[Records from a collection]
---

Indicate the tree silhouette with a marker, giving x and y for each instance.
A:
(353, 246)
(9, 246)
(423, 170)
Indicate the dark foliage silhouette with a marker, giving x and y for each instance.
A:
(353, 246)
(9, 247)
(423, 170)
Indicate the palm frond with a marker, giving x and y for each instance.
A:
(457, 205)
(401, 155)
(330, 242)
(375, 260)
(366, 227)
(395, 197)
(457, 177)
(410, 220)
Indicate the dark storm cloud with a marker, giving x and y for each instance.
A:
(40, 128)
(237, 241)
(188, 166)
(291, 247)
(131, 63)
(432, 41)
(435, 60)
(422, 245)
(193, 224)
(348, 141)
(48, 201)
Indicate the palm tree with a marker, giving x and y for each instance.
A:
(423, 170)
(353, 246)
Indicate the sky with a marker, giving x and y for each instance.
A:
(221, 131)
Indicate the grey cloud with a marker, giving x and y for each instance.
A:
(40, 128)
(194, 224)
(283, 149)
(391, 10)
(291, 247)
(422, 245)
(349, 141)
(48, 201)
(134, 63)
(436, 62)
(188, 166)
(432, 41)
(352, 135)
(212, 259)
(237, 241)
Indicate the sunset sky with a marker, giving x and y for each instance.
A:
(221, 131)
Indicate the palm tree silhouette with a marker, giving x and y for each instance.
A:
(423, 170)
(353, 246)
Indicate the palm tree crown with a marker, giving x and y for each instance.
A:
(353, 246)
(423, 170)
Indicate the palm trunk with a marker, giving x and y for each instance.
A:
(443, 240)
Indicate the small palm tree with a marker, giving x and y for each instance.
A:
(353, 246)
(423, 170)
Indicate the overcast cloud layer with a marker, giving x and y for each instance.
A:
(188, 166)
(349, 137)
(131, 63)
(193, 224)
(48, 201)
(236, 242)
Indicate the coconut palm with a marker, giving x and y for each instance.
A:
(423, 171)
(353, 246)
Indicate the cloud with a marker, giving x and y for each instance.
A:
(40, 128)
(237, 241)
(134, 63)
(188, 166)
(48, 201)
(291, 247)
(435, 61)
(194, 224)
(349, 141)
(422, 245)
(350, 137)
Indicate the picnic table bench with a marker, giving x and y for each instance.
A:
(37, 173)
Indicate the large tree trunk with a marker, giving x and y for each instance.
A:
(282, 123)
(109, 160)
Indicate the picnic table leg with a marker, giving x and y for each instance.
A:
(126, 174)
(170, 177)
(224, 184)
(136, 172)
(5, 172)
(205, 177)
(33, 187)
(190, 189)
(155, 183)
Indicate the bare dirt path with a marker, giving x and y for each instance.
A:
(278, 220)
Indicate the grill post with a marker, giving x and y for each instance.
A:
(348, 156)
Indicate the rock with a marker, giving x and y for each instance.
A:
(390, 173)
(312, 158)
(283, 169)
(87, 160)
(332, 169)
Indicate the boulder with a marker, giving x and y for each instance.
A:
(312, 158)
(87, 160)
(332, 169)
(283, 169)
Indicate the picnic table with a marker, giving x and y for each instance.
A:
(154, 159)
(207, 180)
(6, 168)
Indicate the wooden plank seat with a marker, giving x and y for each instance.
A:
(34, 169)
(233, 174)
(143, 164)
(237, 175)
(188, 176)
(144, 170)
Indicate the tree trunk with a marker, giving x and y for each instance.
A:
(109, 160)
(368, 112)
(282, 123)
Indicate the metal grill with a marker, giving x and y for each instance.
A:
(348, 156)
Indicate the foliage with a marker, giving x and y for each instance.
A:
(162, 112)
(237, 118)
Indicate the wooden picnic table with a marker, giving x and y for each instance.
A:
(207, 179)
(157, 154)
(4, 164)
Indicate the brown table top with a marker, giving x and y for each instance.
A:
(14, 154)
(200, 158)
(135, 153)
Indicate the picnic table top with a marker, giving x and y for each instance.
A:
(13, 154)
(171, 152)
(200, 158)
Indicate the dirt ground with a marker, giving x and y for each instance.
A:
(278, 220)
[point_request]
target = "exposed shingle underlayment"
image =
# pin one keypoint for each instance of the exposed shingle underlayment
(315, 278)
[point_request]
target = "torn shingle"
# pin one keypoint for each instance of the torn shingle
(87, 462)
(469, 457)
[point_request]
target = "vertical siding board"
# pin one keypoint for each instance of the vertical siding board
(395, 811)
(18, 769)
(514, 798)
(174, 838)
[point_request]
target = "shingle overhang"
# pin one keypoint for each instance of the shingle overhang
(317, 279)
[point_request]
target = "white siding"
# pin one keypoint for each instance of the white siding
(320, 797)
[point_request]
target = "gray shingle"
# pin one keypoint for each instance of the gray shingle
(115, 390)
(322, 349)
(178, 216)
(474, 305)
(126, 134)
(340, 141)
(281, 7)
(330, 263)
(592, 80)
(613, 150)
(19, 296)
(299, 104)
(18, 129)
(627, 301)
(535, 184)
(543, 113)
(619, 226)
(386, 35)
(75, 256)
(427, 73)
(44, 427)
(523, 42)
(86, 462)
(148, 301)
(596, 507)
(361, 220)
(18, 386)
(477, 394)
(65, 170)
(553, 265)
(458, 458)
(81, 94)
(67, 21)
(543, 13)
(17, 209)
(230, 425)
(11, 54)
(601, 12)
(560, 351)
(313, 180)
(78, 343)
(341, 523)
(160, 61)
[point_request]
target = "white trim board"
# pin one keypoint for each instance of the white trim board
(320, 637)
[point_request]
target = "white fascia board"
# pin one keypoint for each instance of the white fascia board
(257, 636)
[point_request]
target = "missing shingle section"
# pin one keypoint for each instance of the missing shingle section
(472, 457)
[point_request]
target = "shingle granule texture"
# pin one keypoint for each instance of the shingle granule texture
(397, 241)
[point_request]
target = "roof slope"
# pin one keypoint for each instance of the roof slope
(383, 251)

---

▶ **WHAT TO PRODUCE**: In the entries above, count each line containing the word "picnic" and reply with only the count.

▶ **RESPONSE**: 5